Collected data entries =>
========================================================================
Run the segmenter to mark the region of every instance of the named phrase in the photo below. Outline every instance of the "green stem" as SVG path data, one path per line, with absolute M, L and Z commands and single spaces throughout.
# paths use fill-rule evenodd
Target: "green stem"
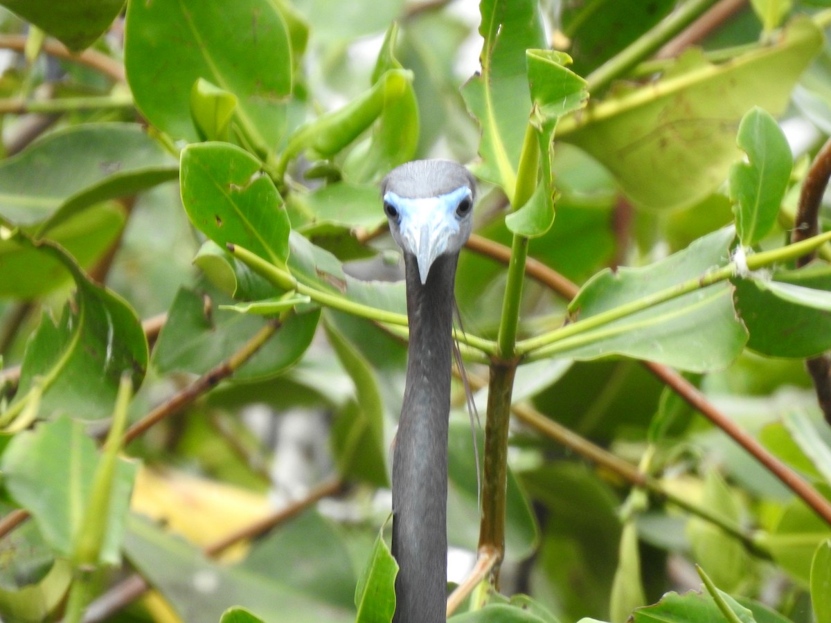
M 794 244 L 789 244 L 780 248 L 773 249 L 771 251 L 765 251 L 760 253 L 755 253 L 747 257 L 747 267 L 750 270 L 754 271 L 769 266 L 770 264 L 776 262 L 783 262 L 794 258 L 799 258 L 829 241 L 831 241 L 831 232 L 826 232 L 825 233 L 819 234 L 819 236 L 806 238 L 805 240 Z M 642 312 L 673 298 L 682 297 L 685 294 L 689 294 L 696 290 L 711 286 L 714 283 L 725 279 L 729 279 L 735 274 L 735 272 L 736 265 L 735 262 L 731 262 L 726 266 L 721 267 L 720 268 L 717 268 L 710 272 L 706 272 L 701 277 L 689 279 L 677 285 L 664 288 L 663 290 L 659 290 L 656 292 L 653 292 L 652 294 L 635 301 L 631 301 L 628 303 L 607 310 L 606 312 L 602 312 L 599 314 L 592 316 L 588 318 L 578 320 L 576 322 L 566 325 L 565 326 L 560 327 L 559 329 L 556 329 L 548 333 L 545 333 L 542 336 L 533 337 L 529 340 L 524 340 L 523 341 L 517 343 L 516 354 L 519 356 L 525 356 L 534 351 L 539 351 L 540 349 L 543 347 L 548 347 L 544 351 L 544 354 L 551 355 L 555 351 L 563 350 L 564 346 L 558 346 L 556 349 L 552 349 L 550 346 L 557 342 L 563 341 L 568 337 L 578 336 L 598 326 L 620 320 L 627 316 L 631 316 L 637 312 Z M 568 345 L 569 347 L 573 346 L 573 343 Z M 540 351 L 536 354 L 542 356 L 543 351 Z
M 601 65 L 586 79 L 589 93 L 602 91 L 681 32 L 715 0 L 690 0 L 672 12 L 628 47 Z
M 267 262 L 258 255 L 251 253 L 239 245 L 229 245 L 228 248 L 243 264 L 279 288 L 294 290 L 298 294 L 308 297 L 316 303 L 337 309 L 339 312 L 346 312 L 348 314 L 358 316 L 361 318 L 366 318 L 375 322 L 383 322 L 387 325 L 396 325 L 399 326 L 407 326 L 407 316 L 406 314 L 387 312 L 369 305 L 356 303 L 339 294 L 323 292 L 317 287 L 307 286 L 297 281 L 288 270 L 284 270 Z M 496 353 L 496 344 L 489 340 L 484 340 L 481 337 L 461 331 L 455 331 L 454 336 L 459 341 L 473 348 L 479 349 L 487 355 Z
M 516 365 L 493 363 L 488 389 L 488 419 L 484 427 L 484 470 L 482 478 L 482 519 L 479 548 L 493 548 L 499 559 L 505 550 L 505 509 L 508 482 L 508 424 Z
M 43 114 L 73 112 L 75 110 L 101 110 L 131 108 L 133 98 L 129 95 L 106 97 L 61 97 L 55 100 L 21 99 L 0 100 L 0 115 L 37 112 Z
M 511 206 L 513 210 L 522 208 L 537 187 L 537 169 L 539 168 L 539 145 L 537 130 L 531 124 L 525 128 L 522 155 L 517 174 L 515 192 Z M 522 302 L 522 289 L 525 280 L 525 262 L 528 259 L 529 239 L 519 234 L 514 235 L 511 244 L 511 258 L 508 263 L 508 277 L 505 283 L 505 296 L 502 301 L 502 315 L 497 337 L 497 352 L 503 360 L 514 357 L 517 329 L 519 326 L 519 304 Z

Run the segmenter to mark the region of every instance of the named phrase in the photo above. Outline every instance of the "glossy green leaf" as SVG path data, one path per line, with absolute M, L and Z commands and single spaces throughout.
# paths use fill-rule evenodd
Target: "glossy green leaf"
========================================================================
Reproduce every row above verbatim, leaving out the pictures.

Run the segmenter to mark the region of every instance of the named phrase in the photo below. Outline every instance of the "green stem" as SVG path data, one path per line, with absolute M, L and Z commands and single spaces throughout.
# paths use fill-rule evenodd
Target: "green stem"
M 794 244 L 789 244 L 780 248 L 773 249 L 771 251 L 765 251 L 760 253 L 755 253 L 747 257 L 747 267 L 750 270 L 754 271 L 769 266 L 770 264 L 776 262 L 783 262 L 794 258 L 799 258 L 829 241 L 831 241 L 831 232 L 826 232 L 825 233 L 819 234 L 819 236 L 806 238 L 805 240 Z M 642 312 L 673 298 L 682 297 L 685 294 L 689 294 L 696 290 L 711 286 L 714 283 L 725 279 L 729 279 L 735 274 L 735 272 L 736 265 L 735 262 L 731 262 L 726 266 L 721 267 L 720 268 L 717 268 L 710 272 L 706 272 L 701 277 L 689 279 L 677 285 L 664 288 L 663 290 L 659 290 L 656 292 L 653 292 L 652 294 L 635 301 L 631 301 L 628 303 L 607 310 L 606 312 L 602 312 L 599 314 L 592 316 L 588 318 L 578 320 L 576 322 L 566 325 L 565 326 L 560 327 L 559 329 L 556 329 L 548 333 L 545 333 L 542 336 L 533 337 L 529 340 L 524 340 L 523 341 L 517 343 L 516 354 L 519 356 L 525 356 L 534 351 L 539 351 L 540 349 L 543 347 L 548 347 L 544 351 L 544 354 L 551 355 L 555 351 L 563 350 L 564 346 L 558 346 L 556 349 L 552 349 L 550 346 L 557 342 L 563 341 L 568 337 L 578 336 L 598 326 L 620 320 L 627 316 L 631 316 L 637 312 Z M 568 345 L 569 347 L 573 346 L 573 343 Z M 540 351 L 536 354 L 542 356 L 543 351 Z
M 601 65 L 586 79 L 589 93 L 602 91 L 681 32 L 715 0 L 690 0 L 672 12 L 628 47 Z
M 267 262 L 258 255 L 251 253 L 239 245 L 229 245 L 228 248 L 243 264 L 279 288 L 294 290 L 298 294 L 308 297 L 316 303 L 337 309 L 339 312 L 346 312 L 348 314 L 358 316 L 361 318 L 366 318 L 375 322 L 383 322 L 387 325 L 396 325 L 399 326 L 407 326 L 407 316 L 406 314 L 387 312 L 369 305 L 356 303 L 339 294 L 323 292 L 317 287 L 307 286 L 297 281 L 288 270 L 284 270 Z M 496 353 L 496 344 L 489 340 L 484 340 L 481 337 L 461 331 L 455 331 L 454 336 L 459 341 L 473 348 L 479 349 L 487 355 Z
M 516 365 L 493 363 L 488 389 L 488 419 L 484 427 L 484 470 L 482 478 L 482 519 L 479 548 L 493 548 L 499 559 L 505 550 L 505 509 L 508 482 L 508 424 Z
M 43 114 L 73 112 L 75 110 L 101 110 L 131 108 L 133 98 L 129 95 L 106 97 L 61 97 L 55 100 L 21 99 L 0 100 L 0 115 L 37 112 Z
M 511 206 L 513 210 L 522 208 L 537 187 L 537 169 L 539 168 L 539 145 L 537 130 L 531 124 L 525 128 L 522 155 L 517 174 L 515 192 Z M 522 302 L 522 289 L 525 280 L 525 262 L 528 259 L 529 239 L 519 234 L 514 235 L 511 244 L 511 258 L 508 263 L 508 277 L 505 283 L 505 296 L 502 301 L 502 315 L 497 337 L 497 352 L 503 360 L 514 357 L 517 329 L 519 326 L 519 304 Z

Run the segmenter to mark the region of every instance of the named phrase in the photo above. Outline every instance of the "glossy green leaf" as SVG path data, one path per line, with absolute M, L and Z commands and single spaces throughout.
# paths use fill-rule evenodd
Target: "glossy green leaf"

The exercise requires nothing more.